Task to carry out ▸
Can you recast the material below as a Markdown table with the columns "Index" and "Content", one row per line with its row number, skipping blank lines and leaving the pictures out?

begin

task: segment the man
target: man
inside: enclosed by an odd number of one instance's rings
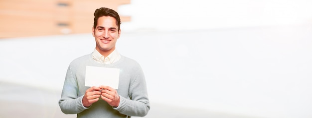
[[[115,11],[102,7],[94,12],[94,52],[71,62],[59,105],[63,113],[77,118],[144,117],[150,110],[143,71],[135,60],[115,49],[121,34],[120,18]],[[118,89],[85,86],[87,66],[120,69]]]

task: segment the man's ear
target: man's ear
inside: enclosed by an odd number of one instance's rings
[[[94,37],[94,31],[95,30],[95,29],[94,29],[94,27],[92,27],[92,35],[93,36],[93,37]]]
[[[118,31],[118,39],[119,39],[119,37],[120,37],[121,32],[121,29],[119,29],[119,31]]]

end

Final result ▸
| Index | Content |
|---|---|
| 1 | task: segment the man |
| 2 | target: man |
| 3 | inside: enclosed by an odd number of one instance's rings |
| 4 | [[[115,11],[102,7],[94,12],[94,52],[71,62],[59,105],[63,113],[77,118],[144,117],[150,110],[143,71],[135,60],[115,49],[121,34],[120,18]],[[118,89],[85,86],[87,66],[120,69]]] |
| 5 | task: segment the man's ear |
| 6 | target: man's ear |
| 7 | inside: enclosed by an odd number of one instance's rings |
| 8 | [[[94,37],[94,31],[95,30],[95,29],[94,29],[94,27],[92,27],[92,35],[93,36],[93,37]]] |
| 9 | [[[118,31],[118,39],[119,39],[119,37],[120,37],[121,32],[121,29],[119,29],[119,31]]] |